Brief:
Beginning with the line that contains "find yellow foam", transcribe every line down to the end of the entries, exactly, and no other lines.

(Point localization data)
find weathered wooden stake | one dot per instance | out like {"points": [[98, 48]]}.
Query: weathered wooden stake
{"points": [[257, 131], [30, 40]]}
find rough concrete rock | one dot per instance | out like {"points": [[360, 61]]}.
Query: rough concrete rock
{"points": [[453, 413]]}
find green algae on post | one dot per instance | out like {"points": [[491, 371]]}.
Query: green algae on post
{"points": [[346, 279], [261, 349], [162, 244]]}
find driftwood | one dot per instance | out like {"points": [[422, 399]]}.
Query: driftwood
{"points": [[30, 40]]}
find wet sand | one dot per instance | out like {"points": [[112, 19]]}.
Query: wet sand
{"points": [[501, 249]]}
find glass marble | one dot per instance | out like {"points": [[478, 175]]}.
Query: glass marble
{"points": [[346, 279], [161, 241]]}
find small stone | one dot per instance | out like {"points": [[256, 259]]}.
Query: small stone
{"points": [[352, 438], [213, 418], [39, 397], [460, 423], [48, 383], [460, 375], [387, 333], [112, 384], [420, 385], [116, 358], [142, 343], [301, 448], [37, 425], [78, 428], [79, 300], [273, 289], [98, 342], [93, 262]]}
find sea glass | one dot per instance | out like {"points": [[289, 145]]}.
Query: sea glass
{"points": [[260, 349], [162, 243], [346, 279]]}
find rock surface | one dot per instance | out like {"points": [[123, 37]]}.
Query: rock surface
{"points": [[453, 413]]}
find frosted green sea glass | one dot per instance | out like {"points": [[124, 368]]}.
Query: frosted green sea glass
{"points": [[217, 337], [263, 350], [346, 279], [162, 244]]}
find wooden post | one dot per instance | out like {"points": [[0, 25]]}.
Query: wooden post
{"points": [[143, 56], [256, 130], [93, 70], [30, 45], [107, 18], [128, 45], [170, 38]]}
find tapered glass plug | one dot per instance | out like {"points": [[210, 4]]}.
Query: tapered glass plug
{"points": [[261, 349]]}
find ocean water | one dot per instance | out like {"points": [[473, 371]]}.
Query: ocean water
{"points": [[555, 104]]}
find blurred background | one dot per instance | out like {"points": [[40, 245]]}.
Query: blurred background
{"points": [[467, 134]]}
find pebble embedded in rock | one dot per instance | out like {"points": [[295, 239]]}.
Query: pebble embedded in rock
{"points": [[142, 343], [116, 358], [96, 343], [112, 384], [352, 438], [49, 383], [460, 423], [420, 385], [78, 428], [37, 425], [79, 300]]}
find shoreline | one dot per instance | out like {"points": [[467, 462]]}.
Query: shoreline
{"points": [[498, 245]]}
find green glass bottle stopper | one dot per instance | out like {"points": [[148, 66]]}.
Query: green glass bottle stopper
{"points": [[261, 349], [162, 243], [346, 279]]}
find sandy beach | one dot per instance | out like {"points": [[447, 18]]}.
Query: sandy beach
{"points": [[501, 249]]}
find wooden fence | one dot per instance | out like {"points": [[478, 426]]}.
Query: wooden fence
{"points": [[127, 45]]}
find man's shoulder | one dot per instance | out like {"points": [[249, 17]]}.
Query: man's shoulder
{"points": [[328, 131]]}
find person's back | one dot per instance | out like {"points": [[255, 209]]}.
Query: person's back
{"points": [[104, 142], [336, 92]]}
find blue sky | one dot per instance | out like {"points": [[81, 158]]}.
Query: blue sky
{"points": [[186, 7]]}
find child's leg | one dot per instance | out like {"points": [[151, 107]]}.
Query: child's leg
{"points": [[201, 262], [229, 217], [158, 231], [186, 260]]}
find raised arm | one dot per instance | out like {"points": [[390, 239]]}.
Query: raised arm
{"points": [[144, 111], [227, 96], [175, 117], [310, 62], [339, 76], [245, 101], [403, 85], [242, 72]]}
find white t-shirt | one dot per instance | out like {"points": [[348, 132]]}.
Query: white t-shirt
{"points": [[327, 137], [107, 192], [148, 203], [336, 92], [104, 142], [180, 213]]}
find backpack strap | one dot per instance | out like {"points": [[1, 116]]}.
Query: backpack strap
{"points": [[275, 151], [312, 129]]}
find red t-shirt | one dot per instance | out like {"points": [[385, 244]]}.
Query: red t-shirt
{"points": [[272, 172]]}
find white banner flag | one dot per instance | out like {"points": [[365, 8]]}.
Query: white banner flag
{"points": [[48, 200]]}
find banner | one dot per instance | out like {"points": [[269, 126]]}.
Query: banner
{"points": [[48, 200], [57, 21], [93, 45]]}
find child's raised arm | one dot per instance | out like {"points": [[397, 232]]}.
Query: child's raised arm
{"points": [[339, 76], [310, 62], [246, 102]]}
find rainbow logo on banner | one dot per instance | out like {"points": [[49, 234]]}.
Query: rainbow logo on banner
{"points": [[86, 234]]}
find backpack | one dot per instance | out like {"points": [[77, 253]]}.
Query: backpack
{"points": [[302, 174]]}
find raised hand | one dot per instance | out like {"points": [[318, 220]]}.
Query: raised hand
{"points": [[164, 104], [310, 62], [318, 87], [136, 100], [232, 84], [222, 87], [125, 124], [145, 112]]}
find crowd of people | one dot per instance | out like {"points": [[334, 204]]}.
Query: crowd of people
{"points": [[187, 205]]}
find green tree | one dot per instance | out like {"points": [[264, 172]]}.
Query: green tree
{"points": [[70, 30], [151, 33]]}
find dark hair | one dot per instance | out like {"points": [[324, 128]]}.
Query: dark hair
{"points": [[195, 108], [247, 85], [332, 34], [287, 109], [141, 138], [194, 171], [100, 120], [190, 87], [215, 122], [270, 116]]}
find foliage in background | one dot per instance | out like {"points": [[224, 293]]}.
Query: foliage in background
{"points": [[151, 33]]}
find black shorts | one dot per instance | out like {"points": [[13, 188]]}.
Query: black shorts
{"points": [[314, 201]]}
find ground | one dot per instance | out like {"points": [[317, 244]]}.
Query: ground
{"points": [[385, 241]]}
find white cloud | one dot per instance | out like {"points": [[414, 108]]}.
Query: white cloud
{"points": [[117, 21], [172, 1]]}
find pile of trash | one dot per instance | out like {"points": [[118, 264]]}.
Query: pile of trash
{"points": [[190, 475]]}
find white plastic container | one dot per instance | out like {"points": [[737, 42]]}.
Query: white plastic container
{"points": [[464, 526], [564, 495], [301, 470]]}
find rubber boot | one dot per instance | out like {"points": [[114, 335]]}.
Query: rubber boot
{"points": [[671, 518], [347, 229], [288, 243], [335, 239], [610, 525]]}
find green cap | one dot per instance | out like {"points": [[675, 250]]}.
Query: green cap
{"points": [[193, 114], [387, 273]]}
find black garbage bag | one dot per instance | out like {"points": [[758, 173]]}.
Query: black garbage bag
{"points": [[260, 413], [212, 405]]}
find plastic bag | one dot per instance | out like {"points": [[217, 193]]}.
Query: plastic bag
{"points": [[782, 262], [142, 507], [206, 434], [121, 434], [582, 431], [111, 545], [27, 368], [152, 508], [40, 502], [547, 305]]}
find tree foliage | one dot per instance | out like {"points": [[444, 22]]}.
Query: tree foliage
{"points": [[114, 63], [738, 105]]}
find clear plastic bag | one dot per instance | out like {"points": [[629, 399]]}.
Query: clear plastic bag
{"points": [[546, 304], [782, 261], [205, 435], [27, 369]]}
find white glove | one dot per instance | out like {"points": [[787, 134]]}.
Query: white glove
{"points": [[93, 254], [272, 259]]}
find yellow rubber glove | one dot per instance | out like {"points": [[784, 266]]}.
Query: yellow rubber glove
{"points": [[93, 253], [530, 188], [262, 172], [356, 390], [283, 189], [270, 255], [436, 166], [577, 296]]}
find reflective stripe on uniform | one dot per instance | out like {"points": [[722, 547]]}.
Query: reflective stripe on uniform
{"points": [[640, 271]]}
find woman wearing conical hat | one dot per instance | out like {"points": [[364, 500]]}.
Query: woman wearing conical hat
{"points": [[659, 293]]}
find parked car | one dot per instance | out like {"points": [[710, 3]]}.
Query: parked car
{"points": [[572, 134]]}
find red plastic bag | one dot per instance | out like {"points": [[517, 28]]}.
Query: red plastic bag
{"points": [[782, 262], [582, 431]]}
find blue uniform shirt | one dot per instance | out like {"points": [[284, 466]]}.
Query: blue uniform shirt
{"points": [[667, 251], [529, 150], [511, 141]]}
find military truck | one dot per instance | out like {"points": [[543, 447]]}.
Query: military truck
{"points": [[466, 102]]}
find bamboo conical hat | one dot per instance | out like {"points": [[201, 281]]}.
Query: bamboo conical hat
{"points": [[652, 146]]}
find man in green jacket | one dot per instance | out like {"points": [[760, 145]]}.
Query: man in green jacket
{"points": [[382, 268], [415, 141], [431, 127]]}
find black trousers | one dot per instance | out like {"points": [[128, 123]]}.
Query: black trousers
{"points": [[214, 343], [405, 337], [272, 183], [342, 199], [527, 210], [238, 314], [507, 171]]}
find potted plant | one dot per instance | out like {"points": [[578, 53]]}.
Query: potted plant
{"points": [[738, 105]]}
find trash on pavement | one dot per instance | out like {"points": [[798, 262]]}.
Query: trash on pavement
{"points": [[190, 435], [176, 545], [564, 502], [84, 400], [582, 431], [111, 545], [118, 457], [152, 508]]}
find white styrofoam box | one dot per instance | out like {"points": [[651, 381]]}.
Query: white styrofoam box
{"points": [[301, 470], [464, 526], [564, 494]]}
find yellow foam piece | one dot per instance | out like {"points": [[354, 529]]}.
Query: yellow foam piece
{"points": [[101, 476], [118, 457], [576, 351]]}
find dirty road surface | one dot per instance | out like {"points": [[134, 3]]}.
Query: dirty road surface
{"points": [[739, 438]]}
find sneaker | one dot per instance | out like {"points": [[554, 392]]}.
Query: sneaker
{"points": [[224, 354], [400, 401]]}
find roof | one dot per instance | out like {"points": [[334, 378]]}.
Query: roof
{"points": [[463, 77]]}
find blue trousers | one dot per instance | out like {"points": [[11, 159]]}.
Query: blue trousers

Answer to this task:
find yellow foam piece | one dot per instance | out like {"points": [[354, 529]]}.
Query: yellow foam piece
{"points": [[101, 476], [118, 457], [576, 351]]}
find dirty road surface | one dot per instance | out like {"points": [[134, 3]]}.
Query: dirty road surface
{"points": [[739, 438]]}
find sneaker | one dot per instance | out like {"points": [[554, 392]]}.
Query: sneaker
{"points": [[224, 354], [400, 401]]}
find roof | one dot per instance | out like {"points": [[334, 378]]}.
Query: roof
{"points": [[463, 77]]}
find blue trousers | one dot per instance | out like {"points": [[11, 159]]}.
Query: blue trousers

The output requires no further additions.